--- Activities ---
[a] Reproduce the passage of the review of The Black Veil starting with "This production was" and going on through "at the interval.".
[b] List every person named in the review of The Black Veil.

--- Excerpt to read ---
▼

The Black Veil – March 2011

Rating: 5/10

By: John Goodrum, based on a short story by Charles Dickens

Directed by: Bruce James

Venue: Connaught Theatre, Worthing

Date: Friday 4th March 2011

This production was by the same team that gave us The Signalman back in 2009. We both felt this wasn’t such a good adaptation; in particular, the opening scene was too long-winded, with the veiled lady going on at great length about her distress while not actually getting round to explaining her concerns. I admit to nodding off during this scene, but Steve brought me up to speed at the interval.

The set was a bit sparse, even for a touring production, and perhaps part of the problem was that the open nature of the acting space reduced the atmosphere. In any case, the second half worked better for us once the third character turned up and the plot began to unravel nicely.

▲

--- Source material ---
▼

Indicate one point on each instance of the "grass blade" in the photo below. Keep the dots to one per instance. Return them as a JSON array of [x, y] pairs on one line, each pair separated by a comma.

▲

--- Expected outputs ---
[a]
This production was by the same team that gave us The Signalman back in 2009. We both felt this wasn’t such a good adaptation; in particular, the opening scene was too long-winded, with the veiled lady going on at great length about her distress while not actually getting round to explaining her concerns. I admit to nodding off during this scene, but Steve brought me up to speed at the interval.

[b]
John Goodrum
Charles Dickens
Bruce James
Steve